*Written request A*
In the passage on algebraic group schemes, rewrite the part from "Now I want to" to "say $G(A) = SL_n(A)$.", and put "ring of regular functions" where "coordinate ring" stands.
*Written request B*
In the passage on algebraic group schemes, what map on k[G] does the Frobenius morphism roughly come from?

*Text shown*
------------------------

Now I want to think of $G$ as an algebraic group scheme. Thus, $G$ is a representable functor from the category of commutative $k$-algebras to the category of groups. Given a commutative $k$-algebra $A$, $G(A) = \textrm{Hom}_{k-alg}(k[G],A)$, where $k[G]$ is the (usual) coordinate ring of $G$. For the example $G=SL_n$, we can be more explicit and say $G(A) = SL_n(A)$.

Since the characteristic of $k$ is positive, the group $G$ comes equipped with its Frobenius morphism $F: G \rightarrow G$. This is induced by a certain map of $k$-algebras $k[G] \rightarrow k[G]$, which, roughly speaking, is just the $p$-th power map $f \mapsto f^p$. In our example $G(A) = SL_n(A)$, the image of a matrix $(a_{ij}) \in SL_n(A)$ under $F$ is the matrix $(a_{ij}^p)$.

------------------------

*Recorded data*
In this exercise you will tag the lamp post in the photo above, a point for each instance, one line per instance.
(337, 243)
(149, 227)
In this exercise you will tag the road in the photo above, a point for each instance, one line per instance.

------------------------

*Task result A*
Now I want to think of $G$ as an algebraic group scheme. Thus, $G$ is a representable functor from the category of commutative $k$-algebras to the category of groups. Given a commutative $k$-algebra $A$, $G(A) = \textrm{Hom}_{k-alg}(k[G],A)$, where $k[G]$ is the (usual) ring of regular functions of $G$. For the example $G=SL_n$, we can be more explicit and say $G(A) = SL_n(A)$.

*Task result B*
The p-th power map, f ↦ f^p.